▸ **YOUR TASK**: Reproduce the rows between the line containing "Would you be able to indicate the woman's arm" and the end of the rows, inclusive, changing every "woman's" to "person's" and leaving all other text unchanged. Omit the pictures from your answer.

▸ **DATASET CONTENT**:
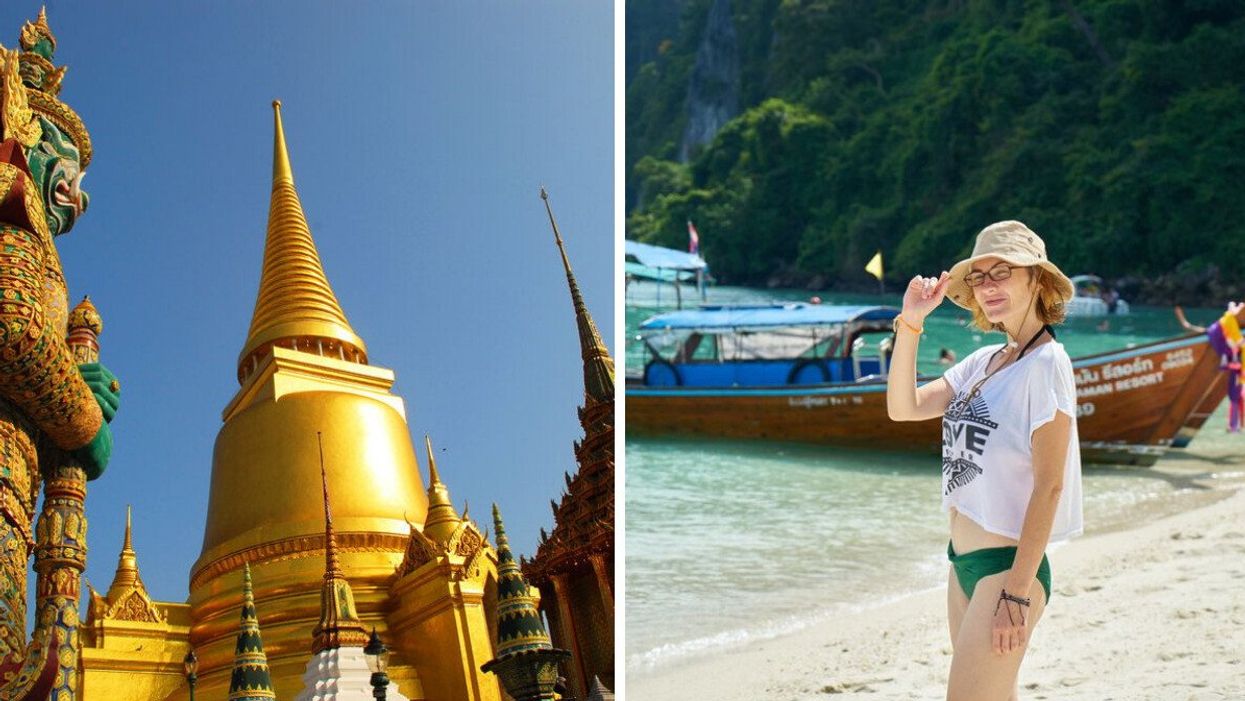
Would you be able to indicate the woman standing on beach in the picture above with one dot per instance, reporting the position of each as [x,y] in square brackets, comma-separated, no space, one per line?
[1011,463]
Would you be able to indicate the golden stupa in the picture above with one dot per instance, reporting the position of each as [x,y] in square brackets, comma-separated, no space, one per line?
[425,579]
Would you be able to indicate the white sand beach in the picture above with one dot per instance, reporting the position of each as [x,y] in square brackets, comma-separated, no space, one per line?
[1152,611]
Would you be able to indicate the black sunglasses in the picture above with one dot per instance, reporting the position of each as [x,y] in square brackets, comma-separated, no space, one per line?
[999,273]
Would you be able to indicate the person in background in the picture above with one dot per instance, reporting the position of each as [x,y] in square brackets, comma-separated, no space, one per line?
[1225,338]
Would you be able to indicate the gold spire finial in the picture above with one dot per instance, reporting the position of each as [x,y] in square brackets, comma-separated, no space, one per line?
[339,621]
[127,564]
[281,169]
[32,32]
[598,364]
[295,306]
[433,478]
[330,544]
[442,519]
[128,543]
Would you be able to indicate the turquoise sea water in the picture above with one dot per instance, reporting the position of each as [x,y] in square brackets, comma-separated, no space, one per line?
[728,542]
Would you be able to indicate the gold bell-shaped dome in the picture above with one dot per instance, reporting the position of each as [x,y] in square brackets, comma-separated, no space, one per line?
[303,370]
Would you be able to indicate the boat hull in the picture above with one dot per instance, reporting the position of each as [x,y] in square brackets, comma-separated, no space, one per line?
[1131,406]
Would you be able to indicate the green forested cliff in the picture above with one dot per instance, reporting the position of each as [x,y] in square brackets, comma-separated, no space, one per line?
[1114,128]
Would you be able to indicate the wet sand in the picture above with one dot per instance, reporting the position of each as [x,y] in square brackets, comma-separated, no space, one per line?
[1149,610]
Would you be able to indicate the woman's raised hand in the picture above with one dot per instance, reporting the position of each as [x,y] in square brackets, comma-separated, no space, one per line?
[923,296]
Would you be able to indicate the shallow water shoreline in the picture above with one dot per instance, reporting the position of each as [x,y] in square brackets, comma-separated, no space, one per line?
[1153,599]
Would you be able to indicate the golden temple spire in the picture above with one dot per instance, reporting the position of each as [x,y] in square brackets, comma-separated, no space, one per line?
[442,518]
[339,620]
[127,565]
[598,364]
[295,306]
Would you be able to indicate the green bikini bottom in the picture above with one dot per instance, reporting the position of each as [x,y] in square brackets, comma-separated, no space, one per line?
[971,567]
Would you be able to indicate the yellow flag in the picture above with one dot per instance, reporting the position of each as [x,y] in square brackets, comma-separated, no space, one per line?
[874,265]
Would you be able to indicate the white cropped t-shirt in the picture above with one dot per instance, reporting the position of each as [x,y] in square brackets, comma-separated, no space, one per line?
[987,456]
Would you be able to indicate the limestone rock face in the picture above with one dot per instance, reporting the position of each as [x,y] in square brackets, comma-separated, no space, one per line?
[714,92]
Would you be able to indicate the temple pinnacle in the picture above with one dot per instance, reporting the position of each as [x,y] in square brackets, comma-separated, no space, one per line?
[281,169]
[127,564]
[295,305]
[598,364]
[442,519]
[339,619]
[518,621]
[250,679]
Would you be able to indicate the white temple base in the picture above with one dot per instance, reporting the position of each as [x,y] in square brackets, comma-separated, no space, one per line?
[341,675]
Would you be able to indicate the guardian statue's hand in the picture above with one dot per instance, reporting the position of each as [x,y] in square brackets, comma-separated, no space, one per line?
[106,389]
[105,386]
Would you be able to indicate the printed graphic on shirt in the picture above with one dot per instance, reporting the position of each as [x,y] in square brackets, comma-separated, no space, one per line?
[966,427]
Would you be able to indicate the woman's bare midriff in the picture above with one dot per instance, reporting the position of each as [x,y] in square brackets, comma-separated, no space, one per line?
[966,536]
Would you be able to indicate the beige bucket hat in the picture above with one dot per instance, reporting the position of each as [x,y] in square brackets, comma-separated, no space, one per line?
[1014,243]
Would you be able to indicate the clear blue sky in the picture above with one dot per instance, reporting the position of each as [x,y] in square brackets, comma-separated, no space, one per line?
[420,135]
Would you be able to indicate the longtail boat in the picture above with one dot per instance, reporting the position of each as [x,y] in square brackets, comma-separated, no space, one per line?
[818,374]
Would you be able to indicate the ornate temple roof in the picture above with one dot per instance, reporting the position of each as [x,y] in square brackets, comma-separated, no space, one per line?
[518,621]
[584,516]
[295,301]
[250,680]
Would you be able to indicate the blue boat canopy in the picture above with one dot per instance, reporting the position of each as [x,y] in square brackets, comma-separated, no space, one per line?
[770,315]
[666,258]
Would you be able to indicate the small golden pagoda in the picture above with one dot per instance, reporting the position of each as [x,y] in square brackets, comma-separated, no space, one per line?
[574,564]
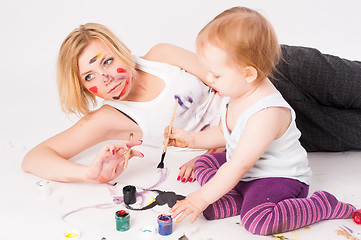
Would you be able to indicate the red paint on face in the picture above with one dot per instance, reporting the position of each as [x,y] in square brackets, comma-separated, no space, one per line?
[123,91]
[94,89]
[121,70]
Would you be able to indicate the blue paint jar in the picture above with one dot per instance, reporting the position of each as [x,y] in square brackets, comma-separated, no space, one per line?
[165,225]
[122,220]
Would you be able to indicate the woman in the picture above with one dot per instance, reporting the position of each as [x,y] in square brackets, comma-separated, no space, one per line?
[139,97]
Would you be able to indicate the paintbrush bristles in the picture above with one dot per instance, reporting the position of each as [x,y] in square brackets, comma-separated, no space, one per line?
[127,153]
[161,164]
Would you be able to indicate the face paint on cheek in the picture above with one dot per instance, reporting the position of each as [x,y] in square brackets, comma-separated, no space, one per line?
[121,70]
[94,89]
[123,91]
[94,58]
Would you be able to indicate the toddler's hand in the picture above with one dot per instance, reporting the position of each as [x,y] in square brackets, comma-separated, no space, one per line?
[109,161]
[193,204]
[177,137]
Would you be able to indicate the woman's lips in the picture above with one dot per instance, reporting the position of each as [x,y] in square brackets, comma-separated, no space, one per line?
[115,87]
[123,90]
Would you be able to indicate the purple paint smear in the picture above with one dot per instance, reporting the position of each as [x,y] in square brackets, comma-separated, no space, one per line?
[119,199]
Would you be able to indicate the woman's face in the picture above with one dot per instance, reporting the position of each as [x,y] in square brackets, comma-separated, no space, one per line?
[102,73]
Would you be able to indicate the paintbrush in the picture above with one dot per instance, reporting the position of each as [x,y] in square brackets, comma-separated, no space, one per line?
[127,153]
[161,164]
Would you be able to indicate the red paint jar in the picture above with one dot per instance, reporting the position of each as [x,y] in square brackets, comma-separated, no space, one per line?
[356,216]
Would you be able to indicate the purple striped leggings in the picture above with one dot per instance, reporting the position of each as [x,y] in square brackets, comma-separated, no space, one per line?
[269,205]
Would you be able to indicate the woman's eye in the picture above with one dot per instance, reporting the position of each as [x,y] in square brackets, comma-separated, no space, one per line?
[108,61]
[89,77]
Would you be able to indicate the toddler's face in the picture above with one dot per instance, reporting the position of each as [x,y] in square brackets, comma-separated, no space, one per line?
[102,73]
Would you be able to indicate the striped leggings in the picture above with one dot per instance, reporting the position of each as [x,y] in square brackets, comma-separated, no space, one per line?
[270,205]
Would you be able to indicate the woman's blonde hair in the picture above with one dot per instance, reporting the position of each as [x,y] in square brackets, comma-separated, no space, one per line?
[246,36]
[74,98]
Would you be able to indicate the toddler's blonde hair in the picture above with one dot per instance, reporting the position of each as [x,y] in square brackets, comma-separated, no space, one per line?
[246,36]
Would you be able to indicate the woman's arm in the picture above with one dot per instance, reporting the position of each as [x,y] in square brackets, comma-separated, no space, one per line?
[177,56]
[208,139]
[49,159]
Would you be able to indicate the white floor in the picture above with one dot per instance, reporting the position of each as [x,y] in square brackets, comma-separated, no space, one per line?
[31,34]
[27,214]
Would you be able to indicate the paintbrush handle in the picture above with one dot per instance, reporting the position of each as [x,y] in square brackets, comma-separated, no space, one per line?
[127,153]
[170,126]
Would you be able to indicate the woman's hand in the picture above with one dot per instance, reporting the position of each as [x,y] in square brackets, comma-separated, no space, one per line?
[109,161]
[178,137]
[193,204]
[186,173]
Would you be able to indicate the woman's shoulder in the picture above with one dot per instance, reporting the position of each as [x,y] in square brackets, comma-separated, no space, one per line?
[160,52]
[107,117]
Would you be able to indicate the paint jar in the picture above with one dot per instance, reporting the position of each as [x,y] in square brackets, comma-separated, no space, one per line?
[130,194]
[122,220]
[165,225]
[356,216]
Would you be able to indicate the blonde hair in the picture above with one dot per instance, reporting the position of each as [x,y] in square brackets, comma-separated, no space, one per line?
[74,98]
[246,36]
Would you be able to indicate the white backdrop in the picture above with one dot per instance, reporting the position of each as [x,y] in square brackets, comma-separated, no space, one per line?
[32,32]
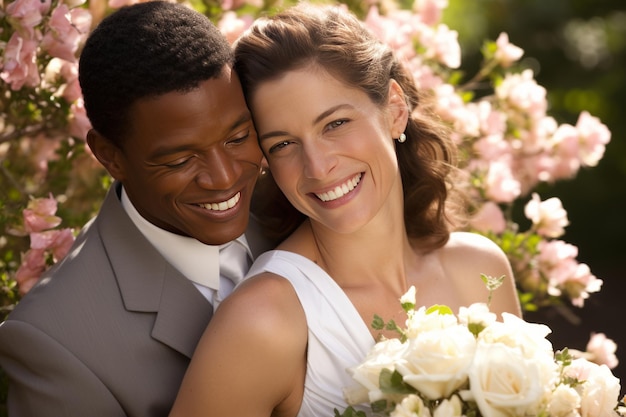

▸ **TASK OUTPUT**:
Would you be able to indicate the person's arm in the picture above with one dot per instance, reporting the position of each as [x,y] in square brackets, comma-separated, no space, one per line?
[177,56]
[208,139]
[49,159]
Would you be able to indicate the white floor in the picture above with one dot per instance, reporting the position of each as [x,y] in square brackets, comma-separated, no space, one per line?
[31,34]
[27,214]
Would you be able to indicate the paintbrush handle in the picture above with one dot per instance, reporting the position of each as [x,y] in square brackets, comma-separated, no space, one per line?
[127,153]
[170,126]
Would you be able to indicate the person's hand in the picture above with one dot per instance, reporting the position of each as [x,y] in square brackets, comma-separated, no space, one per line?
[109,161]
[178,137]
[193,204]
[186,173]
Would you be able to indicate the person's shoulder in the picture above with one dot per instance, reporting the position of each as [x,y] in square brackets, comma-separated, no space, one per line?
[160,52]
[107,117]
Would you be able to indicate the paint jar in the picture above with one dot per instance, reporting the position of each as [x,y] in square brackets, comma-separated, no space, one per line?
[130,194]
[122,220]
[165,225]
[356,216]
Would you be able to indicate the blonde hair in the picture above with one dot per instance, reporting the position of each as [x,y] in square brackets, comma-separated, no space, one per line?
[74,98]
[246,36]
Would you be able to indicate the white backdrop in the picture above with one dot per instance, reporting the position of each as [x,y] in square brackets, comma-separated, no space, one per line?
[32,32]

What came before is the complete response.